## WHAT YOU WILL DO
Reproduce verbatim the lines from the one containing "Expected: for each instance of the finger the" through the last line, inclusive.
---- PROVIDED RECORDS
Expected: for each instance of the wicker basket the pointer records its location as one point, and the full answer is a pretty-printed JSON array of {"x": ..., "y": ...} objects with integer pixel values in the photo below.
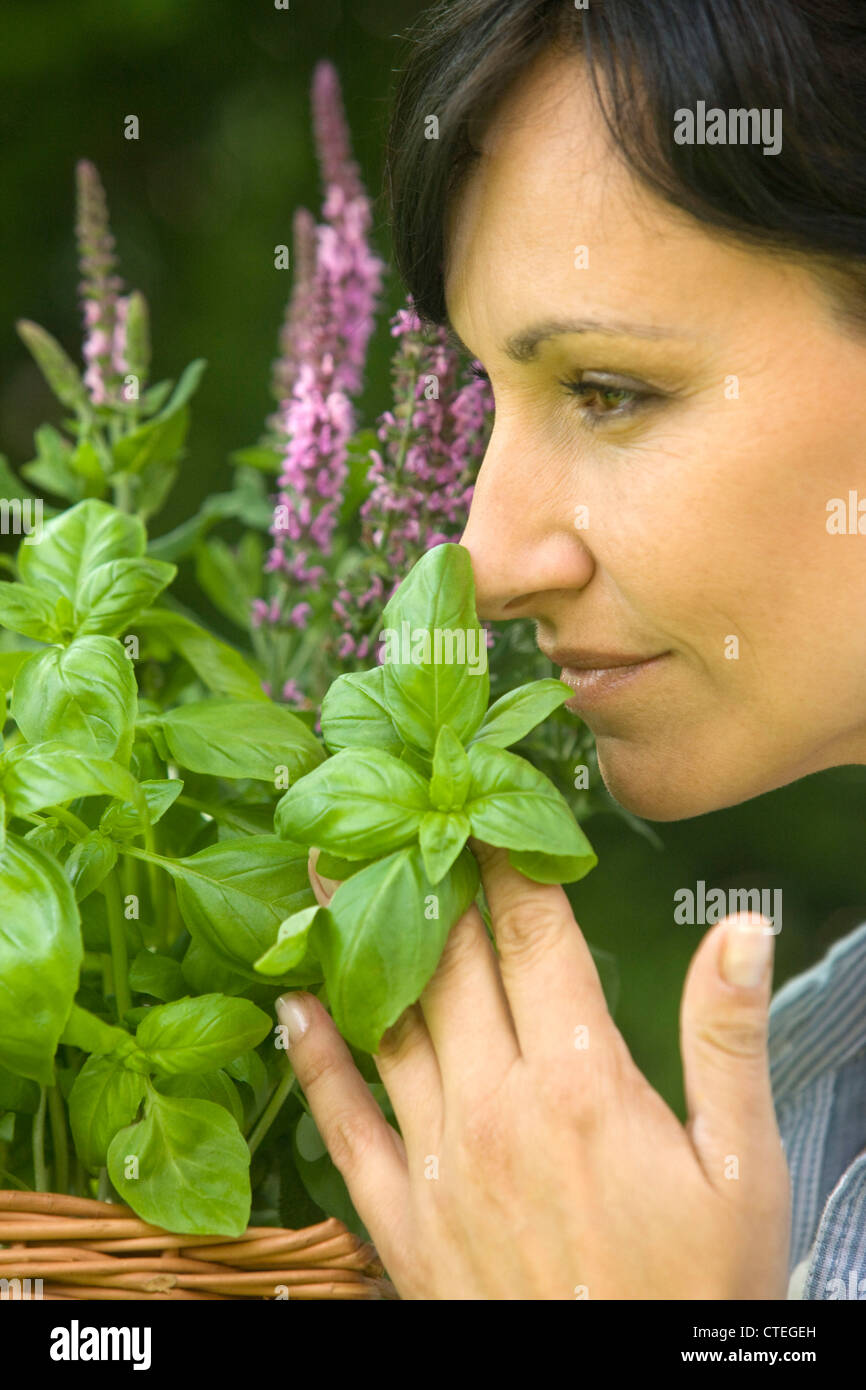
[{"x": 85, "y": 1250}]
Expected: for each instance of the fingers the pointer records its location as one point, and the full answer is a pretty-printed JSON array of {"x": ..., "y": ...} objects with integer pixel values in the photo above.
[
  {"x": 409, "y": 1069},
  {"x": 723, "y": 1039},
  {"x": 549, "y": 977},
  {"x": 366, "y": 1150},
  {"x": 467, "y": 1014}
]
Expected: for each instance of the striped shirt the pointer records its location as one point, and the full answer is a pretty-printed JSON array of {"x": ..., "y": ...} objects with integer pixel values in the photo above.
[{"x": 818, "y": 1069}]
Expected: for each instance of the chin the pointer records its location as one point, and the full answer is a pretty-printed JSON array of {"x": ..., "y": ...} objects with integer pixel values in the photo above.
[{"x": 656, "y": 784}]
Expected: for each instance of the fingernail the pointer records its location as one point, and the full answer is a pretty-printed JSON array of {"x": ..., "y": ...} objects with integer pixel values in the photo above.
[
  {"x": 747, "y": 951},
  {"x": 293, "y": 1016}
]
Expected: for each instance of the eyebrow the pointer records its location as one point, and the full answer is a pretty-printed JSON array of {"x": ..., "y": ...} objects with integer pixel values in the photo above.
[{"x": 523, "y": 346}]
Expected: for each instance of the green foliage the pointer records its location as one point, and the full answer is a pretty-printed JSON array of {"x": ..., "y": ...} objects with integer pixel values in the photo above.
[
  {"x": 384, "y": 930},
  {"x": 153, "y": 879}
]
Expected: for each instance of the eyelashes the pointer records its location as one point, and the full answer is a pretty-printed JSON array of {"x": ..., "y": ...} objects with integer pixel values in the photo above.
[{"x": 599, "y": 395}]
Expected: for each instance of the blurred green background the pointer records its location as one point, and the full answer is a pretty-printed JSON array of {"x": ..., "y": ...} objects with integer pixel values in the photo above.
[{"x": 198, "y": 205}]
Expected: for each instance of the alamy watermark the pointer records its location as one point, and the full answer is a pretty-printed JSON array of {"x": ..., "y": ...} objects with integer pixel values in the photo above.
[
  {"x": 438, "y": 645},
  {"x": 740, "y": 125},
  {"x": 701, "y": 908},
  {"x": 21, "y": 516}
]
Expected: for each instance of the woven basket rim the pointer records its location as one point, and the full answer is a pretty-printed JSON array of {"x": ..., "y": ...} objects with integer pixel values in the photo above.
[{"x": 84, "y": 1248}]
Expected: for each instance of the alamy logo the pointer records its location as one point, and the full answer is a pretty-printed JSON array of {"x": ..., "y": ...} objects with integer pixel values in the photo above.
[
  {"x": 21, "y": 517},
  {"x": 20, "y": 1290},
  {"x": 736, "y": 127},
  {"x": 705, "y": 908},
  {"x": 441, "y": 645},
  {"x": 75, "y": 1343}
]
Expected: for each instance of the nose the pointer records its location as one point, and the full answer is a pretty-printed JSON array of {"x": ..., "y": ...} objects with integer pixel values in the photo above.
[{"x": 521, "y": 535}]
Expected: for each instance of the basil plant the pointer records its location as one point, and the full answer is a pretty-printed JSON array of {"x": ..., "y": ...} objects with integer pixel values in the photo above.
[{"x": 417, "y": 765}]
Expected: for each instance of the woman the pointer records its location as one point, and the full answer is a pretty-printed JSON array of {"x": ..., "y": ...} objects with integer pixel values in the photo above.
[{"x": 669, "y": 296}]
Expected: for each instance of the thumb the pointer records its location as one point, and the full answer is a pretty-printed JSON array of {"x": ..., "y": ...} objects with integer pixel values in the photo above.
[{"x": 723, "y": 1039}]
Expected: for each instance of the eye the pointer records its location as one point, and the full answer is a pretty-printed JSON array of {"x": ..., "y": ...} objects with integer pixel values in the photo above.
[{"x": 601, "y": 395}]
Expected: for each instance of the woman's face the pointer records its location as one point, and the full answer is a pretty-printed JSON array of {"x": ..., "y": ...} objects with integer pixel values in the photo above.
[{"x": 730, "y": 414}]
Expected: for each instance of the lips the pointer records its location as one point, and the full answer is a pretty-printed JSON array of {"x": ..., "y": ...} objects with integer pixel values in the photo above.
[
  {"x": 590, "y": 660},
  {"x": 598, "y": 676}
]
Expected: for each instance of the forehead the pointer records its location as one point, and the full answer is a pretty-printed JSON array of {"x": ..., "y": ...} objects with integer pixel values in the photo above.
[{"x": 549, "y": 182}]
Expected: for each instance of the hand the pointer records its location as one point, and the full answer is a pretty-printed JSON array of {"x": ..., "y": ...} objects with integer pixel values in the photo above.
[{"x": 535, "y": 1159}]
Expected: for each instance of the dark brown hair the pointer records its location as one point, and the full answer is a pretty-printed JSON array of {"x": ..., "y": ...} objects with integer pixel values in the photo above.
[{"x": 649, "y": 59}]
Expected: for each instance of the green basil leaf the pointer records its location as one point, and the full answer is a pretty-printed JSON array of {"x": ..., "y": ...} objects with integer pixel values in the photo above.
[
  {"x": 114, "y": 592},
  {"x": 331, "y": 866},
  {"x": 57, "y": 369},
  {"x": 92, "y": 1034},
  {"x": 435, "y": 651},
  {"x": 191, "y": 1164},
  {"x": 382, "y": 936},
  {"x": 10, "y": 665},
  {"x": 18, "y": 1093},
  {"x": 27, "y": 610},
  {"x": 159, "y": 976},
  {"x": 205, "y": 1086},
  {"x": 200, "y": 1034},
  {"x": 75, "y": 542},
  {"x": 360, "y": 802},
  {"x": 292, "y": 943},
  {"x": 123, "y": 819},
  {"x": 50, "y": 838},
  {"x": 552, "y": 868},
  {"x": 235, "y": 894},
  {"x": 85, "y": 462},
  {"x": 218, "y": 576},
  {"x": 206, "y": 972},
  {"x": 89, "y": 862},
  {"x": 250, "y": 1069},
  {"x": 237, "y": 738},
  {"x": 513, "y": 805},
  {"x": 515, "y": 715},
  {"x": 104, "y": 1098},
  {"x": 49, "y": 774},
  {"x": 216, "y": 663},
  {"x": 159, "y": 441},
  {"x": 84, "y": 695},
  {"x": 41, "y": 955},
  {"x": 441, "y": 840},
  {"x": 449, "y": 781},
  {"x": 353, "y": 713},
  {"x": 191, "y": 378}
]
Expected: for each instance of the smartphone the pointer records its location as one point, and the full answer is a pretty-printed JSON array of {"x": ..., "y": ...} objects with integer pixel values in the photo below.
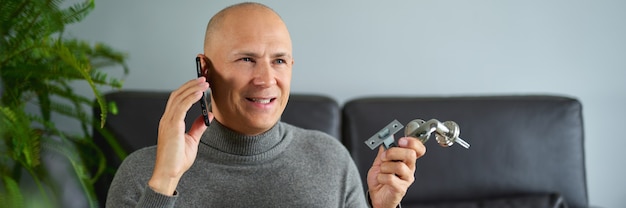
[{"x": 204, "y": 104}]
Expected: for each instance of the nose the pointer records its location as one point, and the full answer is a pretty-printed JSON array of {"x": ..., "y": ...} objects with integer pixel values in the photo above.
[{"x": 264, "y": 75}]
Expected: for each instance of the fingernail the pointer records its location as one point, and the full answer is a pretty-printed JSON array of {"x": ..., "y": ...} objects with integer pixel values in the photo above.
[{"x": 403, "y": 142}]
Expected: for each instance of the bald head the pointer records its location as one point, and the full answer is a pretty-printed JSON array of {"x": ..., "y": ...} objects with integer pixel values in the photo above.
[
  {"x": 250, "y": 54},
  {"x": 239, "y": 13}
]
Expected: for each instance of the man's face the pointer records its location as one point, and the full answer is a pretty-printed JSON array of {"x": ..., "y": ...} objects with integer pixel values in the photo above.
[{"x": 252, "y": 58}]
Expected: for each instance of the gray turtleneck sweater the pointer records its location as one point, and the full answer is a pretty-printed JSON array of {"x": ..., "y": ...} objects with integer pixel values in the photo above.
[{"x": 284, "y": 167}]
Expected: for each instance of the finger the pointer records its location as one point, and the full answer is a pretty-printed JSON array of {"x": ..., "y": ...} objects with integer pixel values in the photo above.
[
  {"x": 181, "y": 100},
  {"x": 379, "y": 156},
  {"x": 414, "y": 144},
  {"x": 399, "y": 169},
  {"x": 395, "y": 182},
  {"x": 198, "y": 127}
]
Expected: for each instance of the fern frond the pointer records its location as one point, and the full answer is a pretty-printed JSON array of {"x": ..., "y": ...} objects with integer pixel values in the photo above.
[{"x": 11, "y": 195}]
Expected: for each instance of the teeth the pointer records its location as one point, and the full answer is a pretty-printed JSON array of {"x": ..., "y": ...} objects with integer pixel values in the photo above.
[{"x": 262, "y": 101}]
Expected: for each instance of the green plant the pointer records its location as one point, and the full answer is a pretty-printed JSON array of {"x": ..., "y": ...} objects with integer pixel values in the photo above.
[{"x": 38, "y": 69}]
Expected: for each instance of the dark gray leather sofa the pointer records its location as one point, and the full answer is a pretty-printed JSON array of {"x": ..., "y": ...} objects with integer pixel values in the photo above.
[{"x": 526, "y": 151}]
--------
## THE RESPONSE
Expected: for each instance of the finger the pointer records its location as one point, and the full answer is a pretty-printed JSON array of {"x": ..., "y": ...} objects with integer pixel values in the photo above.
[
  {"x": 181, "y": 100},
  {"x": 379, "y": 156},
  {"x": 414, "y": 144},
  {"x": 399, "y": 169},
  {"x": 395, "y": 182},
  {"x": 198, "y": 127}
]
Expected: for each instance of the fern frond the pointer records its location as one point, and the full answer is a pretty-printed JSON array of {"x": ..., "y": ...} objects with integer pixel values in the photo above.
[{"x": 11, "y": 195}]
Expected: for each instance of the teeth the pointer records its location as one point, and the full answer is a pretty-printed JSON array of {"x": ..., "y": ...} objects with integer pixel values in the photo above.
[{"x": 262, "y": 101}]
Expected: for each instance of the green plant the pointer records its location as one point, and the full answer is a pretty-printed JSON array of {"x": ..., "y": ...} objects with integer pixel values in the photo above.
[{"x": 38, "y": 69}]
Expected: for each instance of the dark gray leather sofa the pointer records its location as one point, and the full answer is a pretty-printed JSON array of {"x": ..., "y": ...} objects with integer pixel values in the photo above.
[{"x": 526, "y": 151}]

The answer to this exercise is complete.